:: GIVEN PASSAGE ::
------------------------------------------------------------------------
Hindustani, also known as Hindi-Urdu, is the vernacular form of two standardized registers used as official languages in India and Pakistan, namely Hindi and Urdu. It comprises several closely related dialects in the northern, central and northwestern parts of the Indian subcontinent but is mainly based on Khariboli of the Delhi region. As an Indo-Aryan language, Hindustani has a core base that traces back to Sanskrit but as a widely-spoken lingua franca, it has a large lexicon of loanwords, acquired through centuries of  foreign rule and ethnic diversity.

Standard Hindi derives much of its formal and technical vocabulary from Sanskrit while standard Urdu derives much of its formal and technical vocabulary from Persian and Arabic. Standard Hindi and Urdu are used primarily in public addresses and radio or TV news, while the everyday spoken language is one of the several varieties of Hindustani, whose vocabulary contains words drawn from Persian, Arabic, and Sanskrit. In addition, spoken Hindustani includes words from English and the Dravidian languages, as well as several others.
------------------------------------------------------------------------
:: GIVEN INSTRUCTION ::
Could you set down, word for word, the stretch of the Hindustani passage from "Standard Hindi derives" through "as several others."?
------------------------------------------------------------------------
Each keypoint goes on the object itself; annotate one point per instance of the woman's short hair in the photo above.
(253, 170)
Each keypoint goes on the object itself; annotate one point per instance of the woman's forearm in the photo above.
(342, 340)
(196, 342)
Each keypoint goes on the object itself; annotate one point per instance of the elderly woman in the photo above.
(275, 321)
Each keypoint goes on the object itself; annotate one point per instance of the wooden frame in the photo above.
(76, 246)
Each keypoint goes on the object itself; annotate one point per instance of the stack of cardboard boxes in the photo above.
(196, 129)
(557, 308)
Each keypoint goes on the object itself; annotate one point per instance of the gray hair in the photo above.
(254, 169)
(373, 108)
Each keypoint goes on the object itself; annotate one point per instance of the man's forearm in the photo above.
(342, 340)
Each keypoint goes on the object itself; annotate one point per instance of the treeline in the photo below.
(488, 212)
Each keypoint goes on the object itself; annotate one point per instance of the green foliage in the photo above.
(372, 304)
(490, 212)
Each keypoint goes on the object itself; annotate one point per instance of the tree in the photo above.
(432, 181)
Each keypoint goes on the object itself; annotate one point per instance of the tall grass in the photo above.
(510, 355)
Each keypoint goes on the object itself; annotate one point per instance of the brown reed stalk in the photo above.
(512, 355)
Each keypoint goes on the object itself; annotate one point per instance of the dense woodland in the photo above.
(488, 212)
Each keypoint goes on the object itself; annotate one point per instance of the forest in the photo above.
------------------------------------------------------------------------
:: EXERCISE OUTPUT ::
Standard Hindi derives much of its formal and technical vocabulary from Sanskrit while standard Urdu derives much of its formal and technical vocabulary from Persian and Arabic. Standard Hindi and Urdu are used primarily in public addresses and radio or TV news, while the everyday spoken language is one of the several varieties of Hindustani, whose vocabulary contains words drawn from Persian, Arabic, and Sanskrit. In addition, spoken Hindustani includes words from English and the Dravidian languages, as well as several others.